Top of RECORDS SUPPLIED
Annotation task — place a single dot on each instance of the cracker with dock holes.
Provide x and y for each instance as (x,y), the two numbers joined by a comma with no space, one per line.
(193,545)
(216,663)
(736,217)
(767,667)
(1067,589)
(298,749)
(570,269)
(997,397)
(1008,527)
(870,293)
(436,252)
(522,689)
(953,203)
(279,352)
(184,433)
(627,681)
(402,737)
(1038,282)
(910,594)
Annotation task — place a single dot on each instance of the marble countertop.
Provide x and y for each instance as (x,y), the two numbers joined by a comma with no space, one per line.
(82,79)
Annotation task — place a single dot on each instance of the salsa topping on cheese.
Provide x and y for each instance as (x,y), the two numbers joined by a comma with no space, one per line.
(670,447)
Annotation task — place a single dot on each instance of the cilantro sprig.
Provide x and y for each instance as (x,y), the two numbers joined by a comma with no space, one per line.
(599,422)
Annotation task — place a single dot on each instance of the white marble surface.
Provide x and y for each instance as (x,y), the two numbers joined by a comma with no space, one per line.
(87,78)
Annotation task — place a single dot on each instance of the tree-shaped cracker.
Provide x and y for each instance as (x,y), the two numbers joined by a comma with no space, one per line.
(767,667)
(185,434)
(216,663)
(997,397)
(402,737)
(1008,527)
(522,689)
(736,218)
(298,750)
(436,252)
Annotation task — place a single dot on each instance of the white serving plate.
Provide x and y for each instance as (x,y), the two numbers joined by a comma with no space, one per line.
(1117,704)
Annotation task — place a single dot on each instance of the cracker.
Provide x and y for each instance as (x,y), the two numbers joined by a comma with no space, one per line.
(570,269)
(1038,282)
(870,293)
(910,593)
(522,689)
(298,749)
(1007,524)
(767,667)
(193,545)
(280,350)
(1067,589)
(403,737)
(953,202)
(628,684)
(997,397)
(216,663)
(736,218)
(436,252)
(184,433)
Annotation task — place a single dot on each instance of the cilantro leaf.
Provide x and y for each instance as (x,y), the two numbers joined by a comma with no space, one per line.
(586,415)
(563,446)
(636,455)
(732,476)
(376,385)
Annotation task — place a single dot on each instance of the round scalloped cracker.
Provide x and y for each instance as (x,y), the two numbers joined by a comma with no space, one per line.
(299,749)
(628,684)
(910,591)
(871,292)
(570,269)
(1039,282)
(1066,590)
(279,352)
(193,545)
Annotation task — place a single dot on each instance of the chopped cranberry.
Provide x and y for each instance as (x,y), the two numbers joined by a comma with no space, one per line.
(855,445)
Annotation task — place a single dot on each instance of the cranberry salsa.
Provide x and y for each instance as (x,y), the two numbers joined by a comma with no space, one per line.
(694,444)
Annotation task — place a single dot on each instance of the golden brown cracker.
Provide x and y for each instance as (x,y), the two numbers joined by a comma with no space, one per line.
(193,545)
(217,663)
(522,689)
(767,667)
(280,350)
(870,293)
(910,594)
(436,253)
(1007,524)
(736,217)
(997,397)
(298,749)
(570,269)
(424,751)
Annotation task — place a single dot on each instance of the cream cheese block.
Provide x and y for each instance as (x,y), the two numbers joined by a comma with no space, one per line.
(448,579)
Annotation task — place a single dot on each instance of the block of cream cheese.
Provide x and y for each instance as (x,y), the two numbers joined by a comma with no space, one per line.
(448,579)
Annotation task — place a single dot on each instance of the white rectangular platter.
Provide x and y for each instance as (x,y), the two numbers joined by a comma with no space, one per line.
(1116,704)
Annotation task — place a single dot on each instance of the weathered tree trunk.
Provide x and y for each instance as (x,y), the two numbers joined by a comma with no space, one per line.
Bottom of RECORDS SUPPLIED
Each line above is to be reproduced exactly.

* WRITTEN SOLUTION:
Annotation task — place a single dot on each instance of the cracker with dock holes.
Provide x and y for each instance as (x,y), the two numbers joined by a comma with no space, one per line.
(193,545)
(216,663)
(736,217)
(767,667)
(1067,589)
(298,749)
(570,269)
(997,397)
(1008,527)
(870,293)
(436,252)
(522,689)
(953,203)
(279,352)
(184,433)
(627,681)
(402,737)
(1038,282)
(910,594)
Annotation task — place a single dot on each instance of the marble countertop.
Provide x and y for each instance as (x,y), the two numbers joined by a comma with no space, one per line.
(82,79)
Annotation task — place a single dot on each instance of the salsa topping on cheese.
Provide x and y for each instance as (x,y), the two numbers joined by a comma with no space, one per line.
(670,447)
Annotation task — place a single dot on each instance of the cilantro sprig.
Provide x and y for each instance as (x,y), the two numbers joined by a comma with no space, one per line.
(599,422)
Annotation task — place a single dot on each instance of the white marble surface.
Provide x and y for each instance as (x,y), the two numbers joined by a comma with no space, one per line.
(87,78)
Annotation task — place a single dot on each instance of the tree-shaped cracker.
Provide x and y for each instance as (x,y), the two numbers joined by a comma with no space, one per line.
(767,667)
(185,434)
(216,663)
(997,397)
(402,737)
(1008,527)
(522,689)
(736,218)
(298,750)
(436,252)
Annotation task — place a single dot on each instance of the white serving plate.
Provide x and y for each instance as (x,y), the two numbers joined by a comma with no space, one per line.
(1117,704)
Annotation task — place a single dot on each instance of the cracker.
Provide x and y for each instance as (x,y), the two numbers joined by a comma with no space, one per line.
(570,269)
(1038,282)
(870,293)
(910,593)
(522,689)
(298,749)
(1007,524)
(767,667)
(193,545)
(280,350)
(1067,589)
(403,737)
(953,202)
(628,684)
(997,397)
(216,663)
(736,218)
(436,252)
(184,433)
Annotation task — place a single dot on each instance of the cilantro leaf.
Provide x and y for each instance as (x,y), the two numbers joined by a comma with no space, one per line.
(586,415)
(563,446)
(636,455)
(732,476)
(376,385)
Annotation task — place a single dot on each instance of the round scalloped cracker.
Provide x and y for each instance as (x,y), the two numbers joined by a comma with no space, one per line.
(299,749)
(628,684)
(910,591)
(871,292)
(570,269)
(1039,282)
(1066,590)
(279,352)
(193,545)
Annotation task — place a single dot on each instance of the chopped cranberry.
Provide x and y for each instance as (x,y), the two numbers joined by a comma with no space, one per line.
(855,445)
Annotation task — place a single dot on each instance of the cranberry salsa.
Provide x and y for each instance as (x,y), the two numbers joined by a comma with no space, one per line.
(694,444)
Annotation task — place a single dot on each instance of the golden brown cracker.
Provide x and y for each instance as (x,y), the two numbers joined by a comma with no space, one per line.
(193,545)
(217,663)
(522,689)
(767,667)
(280,350)
(870,293)
(910,594)
(436,253)
(1007,524)
(736,217)
(997,397)
(298,749)
(570,269)
(424,751)
Annotation task — place a single dot on each instance of the cream cheese block.
Provide x and y for each instance as (x,y), the two numbers joined by a comma with no space, one per line.
(448,579)
Annotation task — place a single dot on each instance of the block of cream cheese.
Provide x and y for each instance as (x,y), the two numbers joined by a comma with no space, one per line.
(448,579)
Annotation task — place a single dot on each instance of the white rectangular platter.
Provide x and y for each instance as (x,y), the two numbers joined by a comma with no space, one per line.
(1116,704)
Annotation task — place a single dot on each instance of the weathered tree trunk.
Provide x and y for each instance as (x,y), the two numbers joined by a comma with no space, one per line.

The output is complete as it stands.